■ **Task prompt**
From the entries below, output the line with "Query: crocketed pinnacle" and each following line up to and including the line with "Query: dome rib", exactly as written.

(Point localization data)
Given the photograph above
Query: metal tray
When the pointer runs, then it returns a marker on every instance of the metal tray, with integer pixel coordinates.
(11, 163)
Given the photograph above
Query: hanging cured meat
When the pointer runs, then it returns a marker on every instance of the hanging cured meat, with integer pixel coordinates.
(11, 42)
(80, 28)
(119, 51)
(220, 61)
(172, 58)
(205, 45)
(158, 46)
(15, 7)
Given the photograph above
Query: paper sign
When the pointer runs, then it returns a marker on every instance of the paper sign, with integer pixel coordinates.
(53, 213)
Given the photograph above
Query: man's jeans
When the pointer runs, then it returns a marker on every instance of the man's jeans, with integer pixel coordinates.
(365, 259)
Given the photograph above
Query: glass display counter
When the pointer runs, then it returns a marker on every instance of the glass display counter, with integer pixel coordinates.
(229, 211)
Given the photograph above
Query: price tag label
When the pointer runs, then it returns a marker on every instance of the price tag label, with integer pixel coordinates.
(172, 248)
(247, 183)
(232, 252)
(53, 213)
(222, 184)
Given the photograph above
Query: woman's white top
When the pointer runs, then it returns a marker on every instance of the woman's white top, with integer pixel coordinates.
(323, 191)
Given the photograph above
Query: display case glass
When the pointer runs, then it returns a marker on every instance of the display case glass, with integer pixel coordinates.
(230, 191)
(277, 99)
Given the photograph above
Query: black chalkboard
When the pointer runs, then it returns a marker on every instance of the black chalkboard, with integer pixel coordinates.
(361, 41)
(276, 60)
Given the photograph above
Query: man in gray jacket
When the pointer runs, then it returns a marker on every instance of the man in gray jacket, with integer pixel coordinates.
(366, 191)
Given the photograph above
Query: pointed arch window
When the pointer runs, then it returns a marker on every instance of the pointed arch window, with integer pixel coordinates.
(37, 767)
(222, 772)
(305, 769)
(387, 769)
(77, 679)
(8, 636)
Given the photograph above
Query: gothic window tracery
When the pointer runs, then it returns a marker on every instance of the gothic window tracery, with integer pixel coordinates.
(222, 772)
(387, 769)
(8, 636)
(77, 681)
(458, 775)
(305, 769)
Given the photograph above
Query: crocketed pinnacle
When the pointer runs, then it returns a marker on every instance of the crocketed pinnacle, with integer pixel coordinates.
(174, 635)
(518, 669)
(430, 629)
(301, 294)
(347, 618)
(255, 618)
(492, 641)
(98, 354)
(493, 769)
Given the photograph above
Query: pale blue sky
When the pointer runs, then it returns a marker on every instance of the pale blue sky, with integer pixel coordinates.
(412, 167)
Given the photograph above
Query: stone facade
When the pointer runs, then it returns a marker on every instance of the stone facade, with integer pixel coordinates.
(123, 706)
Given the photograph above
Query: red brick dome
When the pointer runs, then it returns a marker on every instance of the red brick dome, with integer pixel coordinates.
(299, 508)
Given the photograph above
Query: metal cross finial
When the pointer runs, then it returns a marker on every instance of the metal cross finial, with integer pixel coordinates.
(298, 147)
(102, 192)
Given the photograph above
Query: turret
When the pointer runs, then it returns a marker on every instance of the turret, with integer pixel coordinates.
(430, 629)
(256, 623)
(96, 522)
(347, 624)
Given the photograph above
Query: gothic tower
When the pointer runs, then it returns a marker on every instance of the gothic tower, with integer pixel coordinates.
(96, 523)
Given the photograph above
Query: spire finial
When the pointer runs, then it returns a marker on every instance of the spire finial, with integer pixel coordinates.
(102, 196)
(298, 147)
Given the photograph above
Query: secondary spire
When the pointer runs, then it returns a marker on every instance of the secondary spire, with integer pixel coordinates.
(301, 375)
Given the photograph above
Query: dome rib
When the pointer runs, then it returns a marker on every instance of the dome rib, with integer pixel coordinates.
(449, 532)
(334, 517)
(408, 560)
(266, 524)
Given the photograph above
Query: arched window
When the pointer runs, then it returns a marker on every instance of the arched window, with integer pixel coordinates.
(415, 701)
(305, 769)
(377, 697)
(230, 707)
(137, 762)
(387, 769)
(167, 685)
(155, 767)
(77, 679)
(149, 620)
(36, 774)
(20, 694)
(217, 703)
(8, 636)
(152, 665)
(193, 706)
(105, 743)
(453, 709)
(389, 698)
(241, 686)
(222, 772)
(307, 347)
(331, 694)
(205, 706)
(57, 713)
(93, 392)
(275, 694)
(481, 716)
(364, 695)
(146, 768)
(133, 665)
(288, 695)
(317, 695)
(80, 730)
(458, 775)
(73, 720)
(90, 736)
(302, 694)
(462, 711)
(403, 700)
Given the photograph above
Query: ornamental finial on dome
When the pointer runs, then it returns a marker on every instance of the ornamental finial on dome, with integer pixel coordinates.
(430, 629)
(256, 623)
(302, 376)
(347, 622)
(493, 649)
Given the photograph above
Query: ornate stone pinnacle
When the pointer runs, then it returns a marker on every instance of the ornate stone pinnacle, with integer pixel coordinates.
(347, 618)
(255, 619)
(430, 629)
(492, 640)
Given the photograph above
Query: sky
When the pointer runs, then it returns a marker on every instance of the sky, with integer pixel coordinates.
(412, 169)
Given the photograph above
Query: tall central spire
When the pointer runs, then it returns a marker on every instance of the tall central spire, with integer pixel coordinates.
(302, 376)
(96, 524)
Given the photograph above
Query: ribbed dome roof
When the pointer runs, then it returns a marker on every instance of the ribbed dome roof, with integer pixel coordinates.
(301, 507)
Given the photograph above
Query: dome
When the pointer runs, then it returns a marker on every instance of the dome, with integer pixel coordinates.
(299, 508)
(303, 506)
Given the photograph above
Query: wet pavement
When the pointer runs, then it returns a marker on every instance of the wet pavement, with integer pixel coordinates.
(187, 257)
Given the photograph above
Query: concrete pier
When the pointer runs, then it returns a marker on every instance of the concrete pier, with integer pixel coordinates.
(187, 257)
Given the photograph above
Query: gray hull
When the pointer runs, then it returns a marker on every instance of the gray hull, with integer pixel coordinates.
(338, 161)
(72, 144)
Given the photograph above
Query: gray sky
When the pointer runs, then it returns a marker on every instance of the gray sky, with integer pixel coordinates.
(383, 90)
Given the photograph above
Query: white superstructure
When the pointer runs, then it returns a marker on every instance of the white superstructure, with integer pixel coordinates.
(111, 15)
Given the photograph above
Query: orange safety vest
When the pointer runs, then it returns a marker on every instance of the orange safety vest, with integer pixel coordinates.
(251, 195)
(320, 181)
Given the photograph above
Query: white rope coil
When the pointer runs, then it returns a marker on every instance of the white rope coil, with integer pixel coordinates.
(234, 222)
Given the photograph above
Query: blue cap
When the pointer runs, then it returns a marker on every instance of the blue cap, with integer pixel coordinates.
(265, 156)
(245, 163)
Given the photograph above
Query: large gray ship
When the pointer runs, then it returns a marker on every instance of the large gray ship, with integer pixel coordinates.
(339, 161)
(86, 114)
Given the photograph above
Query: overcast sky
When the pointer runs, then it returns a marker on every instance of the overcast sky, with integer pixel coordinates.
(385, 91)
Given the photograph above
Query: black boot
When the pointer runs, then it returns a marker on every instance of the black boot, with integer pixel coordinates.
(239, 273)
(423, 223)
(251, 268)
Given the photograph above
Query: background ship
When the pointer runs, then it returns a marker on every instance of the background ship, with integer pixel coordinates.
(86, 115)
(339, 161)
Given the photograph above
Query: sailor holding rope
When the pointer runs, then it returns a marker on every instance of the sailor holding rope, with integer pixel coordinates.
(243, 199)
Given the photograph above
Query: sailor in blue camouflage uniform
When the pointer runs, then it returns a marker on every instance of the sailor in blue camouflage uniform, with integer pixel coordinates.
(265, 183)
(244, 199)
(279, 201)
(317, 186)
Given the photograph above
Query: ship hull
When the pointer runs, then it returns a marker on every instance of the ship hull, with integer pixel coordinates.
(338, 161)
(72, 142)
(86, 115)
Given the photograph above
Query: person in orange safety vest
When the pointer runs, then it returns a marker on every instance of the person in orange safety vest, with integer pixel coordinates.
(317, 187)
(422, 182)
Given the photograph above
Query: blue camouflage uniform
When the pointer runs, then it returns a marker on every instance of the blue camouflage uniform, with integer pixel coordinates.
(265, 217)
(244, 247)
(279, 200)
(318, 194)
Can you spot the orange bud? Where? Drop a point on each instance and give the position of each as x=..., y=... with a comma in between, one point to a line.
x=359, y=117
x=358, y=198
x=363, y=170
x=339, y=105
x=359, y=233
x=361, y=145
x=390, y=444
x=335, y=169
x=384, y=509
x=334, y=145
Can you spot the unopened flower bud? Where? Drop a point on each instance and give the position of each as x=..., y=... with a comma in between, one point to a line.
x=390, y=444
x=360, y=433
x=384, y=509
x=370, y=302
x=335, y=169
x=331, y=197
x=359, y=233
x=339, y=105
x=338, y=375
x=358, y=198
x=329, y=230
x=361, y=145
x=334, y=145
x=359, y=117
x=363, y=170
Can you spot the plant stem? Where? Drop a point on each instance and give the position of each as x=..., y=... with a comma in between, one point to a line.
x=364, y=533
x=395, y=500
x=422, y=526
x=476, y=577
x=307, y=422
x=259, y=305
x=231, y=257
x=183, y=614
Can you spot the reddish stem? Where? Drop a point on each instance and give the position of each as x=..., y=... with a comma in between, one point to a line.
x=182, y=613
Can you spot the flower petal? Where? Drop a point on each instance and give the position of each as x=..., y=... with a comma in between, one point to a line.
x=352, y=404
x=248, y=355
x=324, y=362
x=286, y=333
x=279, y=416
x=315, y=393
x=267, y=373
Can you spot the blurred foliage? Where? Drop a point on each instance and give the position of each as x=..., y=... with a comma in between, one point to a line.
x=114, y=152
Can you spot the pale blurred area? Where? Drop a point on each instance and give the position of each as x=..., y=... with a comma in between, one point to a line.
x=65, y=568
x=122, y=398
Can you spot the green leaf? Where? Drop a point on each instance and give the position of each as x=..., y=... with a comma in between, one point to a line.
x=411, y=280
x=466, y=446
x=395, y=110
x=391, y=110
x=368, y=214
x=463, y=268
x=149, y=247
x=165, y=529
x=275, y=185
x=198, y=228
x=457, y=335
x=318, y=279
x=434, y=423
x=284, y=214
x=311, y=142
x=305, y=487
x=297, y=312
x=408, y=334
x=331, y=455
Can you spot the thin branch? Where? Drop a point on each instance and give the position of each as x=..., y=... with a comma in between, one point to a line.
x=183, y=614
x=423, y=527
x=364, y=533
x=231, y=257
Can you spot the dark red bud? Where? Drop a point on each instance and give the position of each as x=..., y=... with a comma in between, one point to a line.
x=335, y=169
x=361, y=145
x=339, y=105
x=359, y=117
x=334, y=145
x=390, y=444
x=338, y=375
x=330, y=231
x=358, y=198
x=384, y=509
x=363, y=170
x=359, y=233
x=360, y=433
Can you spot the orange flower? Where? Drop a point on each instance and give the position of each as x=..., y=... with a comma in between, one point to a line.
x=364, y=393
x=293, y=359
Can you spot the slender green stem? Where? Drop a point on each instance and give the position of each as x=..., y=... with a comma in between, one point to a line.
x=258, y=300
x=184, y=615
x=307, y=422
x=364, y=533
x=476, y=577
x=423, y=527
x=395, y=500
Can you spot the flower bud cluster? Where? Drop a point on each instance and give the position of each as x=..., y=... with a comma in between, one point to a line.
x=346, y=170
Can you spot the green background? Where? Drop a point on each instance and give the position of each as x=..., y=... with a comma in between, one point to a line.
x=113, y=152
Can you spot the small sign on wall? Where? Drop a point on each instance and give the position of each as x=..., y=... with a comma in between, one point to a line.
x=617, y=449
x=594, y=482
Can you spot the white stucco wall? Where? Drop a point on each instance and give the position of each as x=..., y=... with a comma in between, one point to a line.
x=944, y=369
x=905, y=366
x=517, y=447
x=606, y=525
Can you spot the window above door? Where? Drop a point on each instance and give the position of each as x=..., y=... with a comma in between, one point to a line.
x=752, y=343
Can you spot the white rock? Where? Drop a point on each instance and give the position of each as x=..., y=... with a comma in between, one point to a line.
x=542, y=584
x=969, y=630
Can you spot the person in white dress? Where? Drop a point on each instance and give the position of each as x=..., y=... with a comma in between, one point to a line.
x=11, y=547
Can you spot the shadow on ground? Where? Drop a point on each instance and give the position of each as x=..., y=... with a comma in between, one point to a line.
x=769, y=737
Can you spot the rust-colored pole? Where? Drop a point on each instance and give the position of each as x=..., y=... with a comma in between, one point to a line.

■ **Response area**
Query: crocketed pinnacle
When the pointer runs, then it returns a marker on every instance of the crocketed pinnacle, with integer pixel coordinates.
(174, 635)
(518, 669)
(430, 629)
(301, 294)
(347, 618)
(255, 618)
(492, 641)
(98, 354)
(493, 769)
Given the photograph above
Query: pale blue sky
When the pointer runs, then it returns a marker on every instance of the pale blue sky, with integer pixel coordinates.
(412, 167)
Given the photograph above
Query: stone facade
When the pointer runs, then it returns a marker on every instance of the stone facade, with integer pixel coordinates.
(123, 706)
Given the photograph above
Query: red brick dome
When the pointer runs, then it returns a marker on every instance of the red brick dome, with integer pixel coordinates.
(299, 508)
Given the photograph above
Query: metal cross finial
When the pointer runs, then it returns a marker on every instance of the metal cross finial, with integer pixel coordinates.
(298, 147)
(102, 192)
Given the photograph above
Query: turret
When the pointer runs, then it returns a marker on every instance of the turret, with integer pixel coordinates.
(430, 629)
(256, 623)
(96, 522)
(347, 624)
Given the photograph above
Query: gothic tower
When the pointer runs, then it returns a marker on every instance of the gothic tower, with integer pixel coordinates.
(96, 523)
Given the photograph above
Query: spire finial
When the pointer runs, then it returns a marker on every instance of the spire finial, with integer pixel coordinates.
(102, 196)
(298, 147)
Given the photograph above
Query: secondary spire
When the pointer runs, then it returns a marker on every instance of the secondary spire, with integer pixel coordinates.
(301, 375)
Given the photograph above
Query: dome rib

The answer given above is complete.